WORK TO BE COMPLETED
Starting at the line with "Place a dot on every instance of the brick" and going on through the line with "Place a dot on every instance of the horse's ear, one", reproduce each line in the records below exactly and nothing more.

Source data
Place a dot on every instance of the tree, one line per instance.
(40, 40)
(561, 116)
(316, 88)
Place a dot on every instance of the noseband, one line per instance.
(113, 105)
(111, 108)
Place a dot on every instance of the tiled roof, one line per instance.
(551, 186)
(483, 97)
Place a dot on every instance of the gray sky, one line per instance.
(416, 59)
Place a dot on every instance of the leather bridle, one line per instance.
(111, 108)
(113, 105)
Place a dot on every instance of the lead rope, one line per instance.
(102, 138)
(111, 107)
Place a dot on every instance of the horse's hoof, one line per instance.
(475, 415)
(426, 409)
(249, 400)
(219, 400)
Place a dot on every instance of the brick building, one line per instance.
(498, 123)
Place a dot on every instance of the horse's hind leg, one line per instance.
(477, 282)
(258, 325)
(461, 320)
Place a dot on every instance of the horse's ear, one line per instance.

...

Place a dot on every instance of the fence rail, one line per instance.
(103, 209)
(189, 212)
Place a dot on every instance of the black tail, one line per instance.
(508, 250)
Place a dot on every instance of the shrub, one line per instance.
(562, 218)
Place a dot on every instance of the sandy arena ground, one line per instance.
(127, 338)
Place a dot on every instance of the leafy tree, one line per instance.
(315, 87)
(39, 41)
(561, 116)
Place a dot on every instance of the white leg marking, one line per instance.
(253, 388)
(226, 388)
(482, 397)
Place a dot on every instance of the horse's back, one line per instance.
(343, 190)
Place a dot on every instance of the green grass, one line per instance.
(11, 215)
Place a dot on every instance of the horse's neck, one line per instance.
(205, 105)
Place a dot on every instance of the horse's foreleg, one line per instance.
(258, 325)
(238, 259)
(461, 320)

SOLUTION FOR THIS EXERCISE
Place a dot on every instance of the brick building, one line per instance.
(498, 123)
Place a dot on every instance of the horse's hind leg, one line per instance.
(477, 282)
(258, 325)
(461, 320)
Place a dot on every instance of the horse's ear, one line per instance.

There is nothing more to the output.